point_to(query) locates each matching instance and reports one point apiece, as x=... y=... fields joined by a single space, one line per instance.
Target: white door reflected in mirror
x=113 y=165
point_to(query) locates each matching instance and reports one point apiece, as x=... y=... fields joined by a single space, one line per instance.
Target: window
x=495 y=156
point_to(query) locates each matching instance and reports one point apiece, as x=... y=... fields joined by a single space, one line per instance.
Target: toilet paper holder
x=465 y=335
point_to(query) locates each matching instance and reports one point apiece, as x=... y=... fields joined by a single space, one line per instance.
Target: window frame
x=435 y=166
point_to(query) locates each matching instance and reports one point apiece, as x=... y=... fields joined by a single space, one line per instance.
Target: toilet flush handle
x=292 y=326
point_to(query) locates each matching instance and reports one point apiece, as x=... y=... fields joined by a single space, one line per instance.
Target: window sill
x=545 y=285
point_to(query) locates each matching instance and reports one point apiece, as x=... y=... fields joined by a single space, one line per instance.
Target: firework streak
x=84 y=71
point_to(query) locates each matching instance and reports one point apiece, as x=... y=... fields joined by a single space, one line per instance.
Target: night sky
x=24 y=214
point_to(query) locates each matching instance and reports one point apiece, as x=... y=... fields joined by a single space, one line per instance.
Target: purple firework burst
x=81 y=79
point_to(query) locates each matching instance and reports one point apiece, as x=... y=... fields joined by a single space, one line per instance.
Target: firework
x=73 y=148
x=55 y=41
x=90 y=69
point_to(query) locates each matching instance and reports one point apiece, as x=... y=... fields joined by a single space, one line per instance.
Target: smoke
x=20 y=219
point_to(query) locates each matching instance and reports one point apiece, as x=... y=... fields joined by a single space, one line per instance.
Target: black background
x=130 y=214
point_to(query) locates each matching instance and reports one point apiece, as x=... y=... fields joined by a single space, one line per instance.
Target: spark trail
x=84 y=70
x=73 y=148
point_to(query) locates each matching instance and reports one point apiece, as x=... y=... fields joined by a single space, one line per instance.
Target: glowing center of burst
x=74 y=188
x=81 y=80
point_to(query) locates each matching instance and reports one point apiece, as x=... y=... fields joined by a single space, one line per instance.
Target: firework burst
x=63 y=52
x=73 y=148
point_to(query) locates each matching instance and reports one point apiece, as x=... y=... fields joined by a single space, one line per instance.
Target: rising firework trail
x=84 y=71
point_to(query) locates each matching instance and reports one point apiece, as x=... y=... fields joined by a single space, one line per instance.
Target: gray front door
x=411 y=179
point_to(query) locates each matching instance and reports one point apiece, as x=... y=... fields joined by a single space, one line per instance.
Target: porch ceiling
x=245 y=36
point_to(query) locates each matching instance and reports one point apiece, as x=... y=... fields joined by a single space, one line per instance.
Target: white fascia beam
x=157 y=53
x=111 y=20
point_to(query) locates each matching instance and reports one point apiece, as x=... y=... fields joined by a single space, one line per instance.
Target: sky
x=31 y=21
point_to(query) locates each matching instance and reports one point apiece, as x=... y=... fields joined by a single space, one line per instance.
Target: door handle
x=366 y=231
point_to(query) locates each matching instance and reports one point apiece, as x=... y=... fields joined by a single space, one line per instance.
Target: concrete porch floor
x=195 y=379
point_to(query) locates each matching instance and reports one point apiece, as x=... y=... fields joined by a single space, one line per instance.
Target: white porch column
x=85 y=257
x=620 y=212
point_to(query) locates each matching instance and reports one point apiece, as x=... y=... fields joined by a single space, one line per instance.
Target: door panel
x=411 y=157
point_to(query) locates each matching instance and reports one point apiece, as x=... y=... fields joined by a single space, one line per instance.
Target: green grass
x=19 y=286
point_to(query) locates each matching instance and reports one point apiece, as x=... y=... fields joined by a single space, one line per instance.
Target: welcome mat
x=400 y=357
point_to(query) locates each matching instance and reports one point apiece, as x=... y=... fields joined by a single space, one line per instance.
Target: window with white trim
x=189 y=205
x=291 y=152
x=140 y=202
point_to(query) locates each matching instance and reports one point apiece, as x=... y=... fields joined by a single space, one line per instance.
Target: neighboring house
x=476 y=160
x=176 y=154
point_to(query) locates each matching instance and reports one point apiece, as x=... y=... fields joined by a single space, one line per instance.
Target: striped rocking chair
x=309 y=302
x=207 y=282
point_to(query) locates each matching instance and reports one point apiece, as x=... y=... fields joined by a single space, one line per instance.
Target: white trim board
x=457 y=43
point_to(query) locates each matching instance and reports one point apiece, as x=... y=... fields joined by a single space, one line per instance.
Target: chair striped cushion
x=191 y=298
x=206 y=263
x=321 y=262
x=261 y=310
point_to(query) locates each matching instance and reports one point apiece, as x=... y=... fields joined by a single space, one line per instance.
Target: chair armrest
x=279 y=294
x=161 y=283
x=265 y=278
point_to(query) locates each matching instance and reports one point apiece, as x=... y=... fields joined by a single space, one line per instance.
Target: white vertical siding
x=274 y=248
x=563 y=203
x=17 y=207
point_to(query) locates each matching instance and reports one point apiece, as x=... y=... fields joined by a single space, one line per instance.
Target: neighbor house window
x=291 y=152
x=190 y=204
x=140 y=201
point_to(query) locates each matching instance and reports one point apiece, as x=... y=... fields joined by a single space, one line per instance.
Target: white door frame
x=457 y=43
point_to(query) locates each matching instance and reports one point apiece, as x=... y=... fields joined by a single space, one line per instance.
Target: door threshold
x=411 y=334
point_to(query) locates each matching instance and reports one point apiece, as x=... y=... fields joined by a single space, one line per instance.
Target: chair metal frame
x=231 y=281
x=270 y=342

□ □ □ □

* Given task
Print out all the entries precisely as written.

* Full output
point_to(query) locates each matching instance and reports one point apiece, as x=... y=... fields joined by a single space, one line per instance.
Target: white door reflected in mirror
x=113 y=165
point_to(query) locates each matching instance and reports one point apiece, as x=... y=... fields joined by a single space, one line per instance.
Target: window
x=495 y=156
point_to(query) locates each matching instance and reports one point apiece, as x=... y=... fields joined by a single space, one line per instance.
Target: toilet paper holder
x=465 y=335
point_to(query) locates each matching instance and reports one point apiece, as x=... y=... fields joined by a single space, one line per instance.
Target: window frame
x=435 y=166
point_to(query) locates each matching instance and reports one point apiece, as x=... y=... fields joined by a single space, one line per instance.
Target: toilet flush handle
x=292 y=326
point_to(query) locates each matching instance and reports one point apiece, as x=... y=... fields joined by a single space, one line per instance.
Target: window sill
x=545 y=285
point_to(query) locates each matching instance and reports one point apiece, as x=... y=... fields joined by a single space, one line per instance.
Target: firework streak
x=84 y=71
point_to(query) locates each matching instance and reports one point apiece, as x=... y=... fields joined by a single space, one line per instance.
Target: night sky
x=24 y=214
point_to(query) locates each matching instance and reports one point apiece, as x=... y=... fields joined by a single space, one line per instance.
Target: purple firework burst
x=81 y=79
point_to(query) locates each matching instance and reports one point apiece, as x=... y=... fields joined by a single space, one line per instance.
Target: firework
x=73 y=148
x=55 y=41
x=90 y=69
point_to(query) locates each matching instance and reports one point apiece, as x=... y=... fields joined by a single space, one line per instance.
Target: smoke
x=20 y=219
point_to(query) locates each matching instance and reports one point apiece, as x=... y=... fields joined by a single space, one line per instance.
Target: black background
x=130 y=214
point_to(query) locates each matching instance and reports one point apiece, as x=... y=... fields joined by a single space, one line per instance.
Target: spark trail
x=84 y=70
x=73 y=148
point_to(query) locates each matching instance and reports one point apiece, as x=... y=... fields joined by a single space, one line per instance.
Target: glowing center of burst
x=74 y=188
x=81 y=80
point_to(query) locates each matching instance and reports one point apiece, as x=... y=... fields joined by a single space, one line per instance.
Target: firework burst
x=63 y=52
x=73 y=148
point_to(query) locates each matching instance and reports one point apiece, as x=... y=... fields joined by a single space, one line per instance.
Target: rising firework trail
x=84 y=71
point_to(query) locates each matching instance and reports one point apiece, as x=... y=... fields joined by a single space, one line per instance.
Target: gray front door
x=411 y=179
point_to(query) locates each matching instance and reports one point apiece, as x=... y=... fields joined by a single space, one line per instance.
Target: porch ceiling
x=245 y=36
point_to(query) locates each matching instance and reports one point apiece, as x=... y=... fields joined by a single space, one line per instance.
Target: white fascia beam
x=157 y=53
x=111 y=20
point_to(query) locates each matching instance and reports one point apiece, as x=... y=... fields joined by a single space, one line per instance.
Target: sky
x=31 y=21
point_to(query) locates each matching instance and reports one point apiece, as x=... y=... fields joined by a single space, one line per instance.
Target: door handle
x=366 y=231
point_to(query) locates each matching instance and reports one point apiece, as x=... y=... fields joined by a single space, one line per instance.
Target: concrete porch floor
x=195 y=379
point_to(query) locates each matching instance and reports one point apiece, as x=... y=... fields joined by a single space, one line per instance.
Target: white porch column
x=85 y=257
x=620 y=212
point_to(query) locates each matching instance and reports one point apiece, as x=... y=... fields joined by a single space, one line per instance.
Target: door panel
x=411 y=157
point_to(query) locates each matching instance and reports one point apiece, as x=... y=... fields joined by a single space, one line per instance.
Target: green grass
x=19 y=286
point_to(query) locates each matching instance and reports one point apiece, as x=... y=... fields joined by a single space, one line per instance.
Target: welcome mat
x=400 y=357
point_to(query) locates each matching instance and reports one point apiece, as x=... y=... fields joined by a single space, one line per instance.
Target: window with white trim
x=189 y=205
x=291 y=152
x=140 y=202
point_to(query) locates each matching instance and reports one point apiece, as x=... y=... fields joined by a single space, one line per instance.
Target: neighboring house
x=476 y=160
x=176 y=154
point_to(query) locates each matching instance and reports one point apiece, as x=... y=... fields joined by a single space, one line per instance.
Target: striped rocking chair
x=309 y=302
x=207 y=282
point_to(query) locates each matching instance and reports one point apiece, as x=... y=... fields joined by a single space, one line per instance.
Target: white trim board
x=457 y=43
point_to(query) locates each matching instance and reports one point apiece, as x=... y=... fields joined by a single space, one line per instance.
Target: chair striped cushion
x=191 y=298
x=206 y=263
x=321 y=262
x=261 y=310
point_to(query) locates each matching instance and reports one point apiece, as x=... y=... fields joined by a single space, one line per instance.
Target: chair armrest
x=279 y=294
x=161 y=283
x=265 y=278
point_to(query) locates each matching instance and reports one point apiece, as x=... y=... fields joined by a single space, one line per instance.
Target: white vertical siding
x=274 y=248
x=563 y=203
x=17 y=207
point_to(query) locates each matching instance and reports one point apiece, as x=... y=... fields joined by a single space, one line per instance.
Target: neighbor house window
x=291 y=152
x=190 y=204
x=140 y=201
point_to(query) locates each matching instance and reports one point apiece, as x=... y=... fields joined by a single space, one line per instance.
Target: white door frame
x=457 y=43
point_to(query) locates each matching instance and reports one point apiece, as x=... y=... fields joined by a single space, one line per instance.
Target: door threshold
x=411 y=334
point_to(query) locates each matching instance and reports one point apiece, as x=... y=... fields joined by a single space, one line per instance.
Target: chair metal frame
x=231 y=281
x=270 y=342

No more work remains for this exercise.